[Excerpts from a point labeling dataset]
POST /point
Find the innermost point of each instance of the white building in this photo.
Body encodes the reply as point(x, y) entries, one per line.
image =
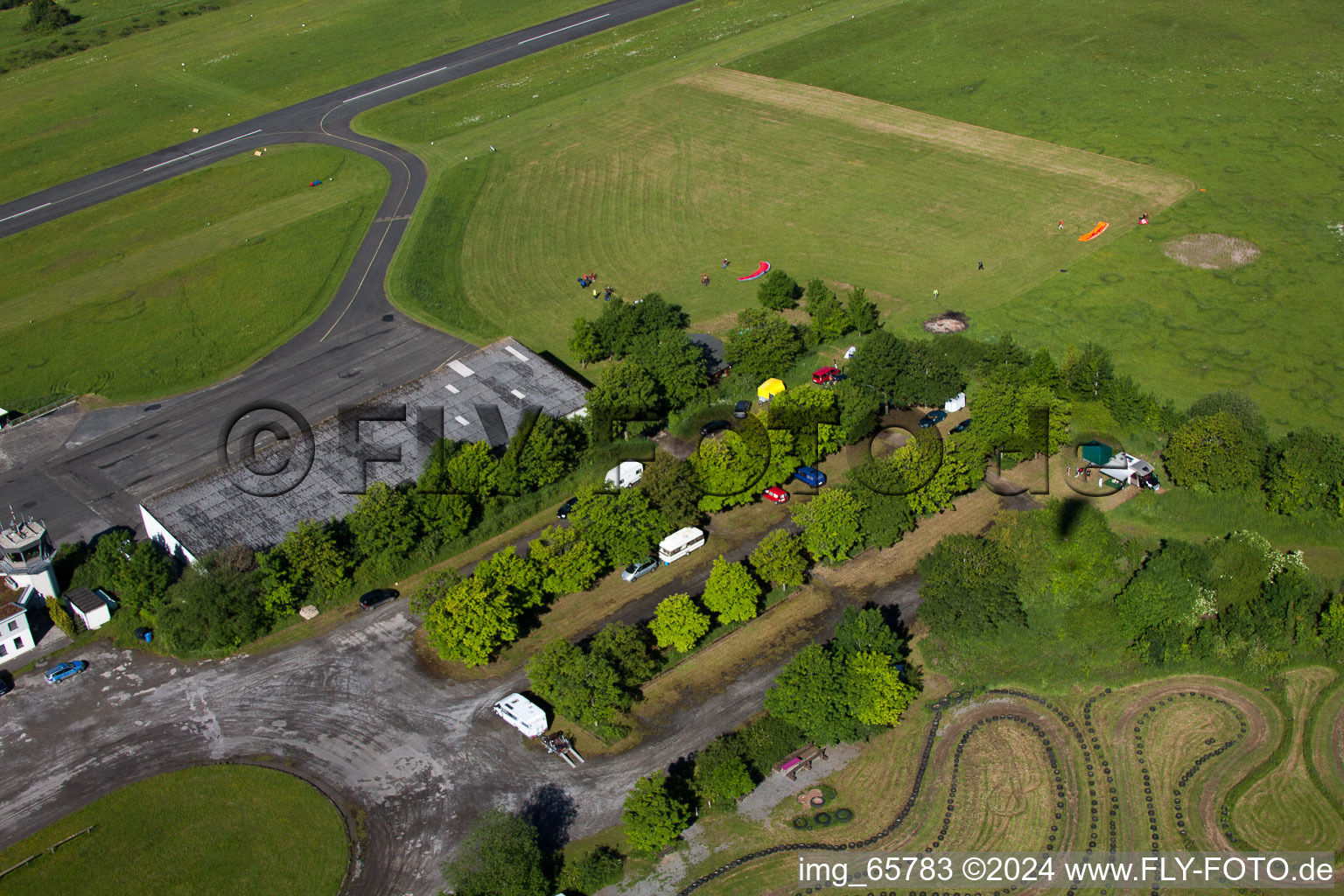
point(93, 609)
point(15, 635)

◆ Instructions to follow: Update the lines of all the records above by replacing "white building" with "gray building" and leaving everything else unchanged. Omit the pictures from the result.

◆ Result:
POST /point
Find the innermost point of each instance of the gray building in this photo.
Body encodes the reply as point(x, y) entries, one per line.
image =
point(93, 609)
point(15, 635)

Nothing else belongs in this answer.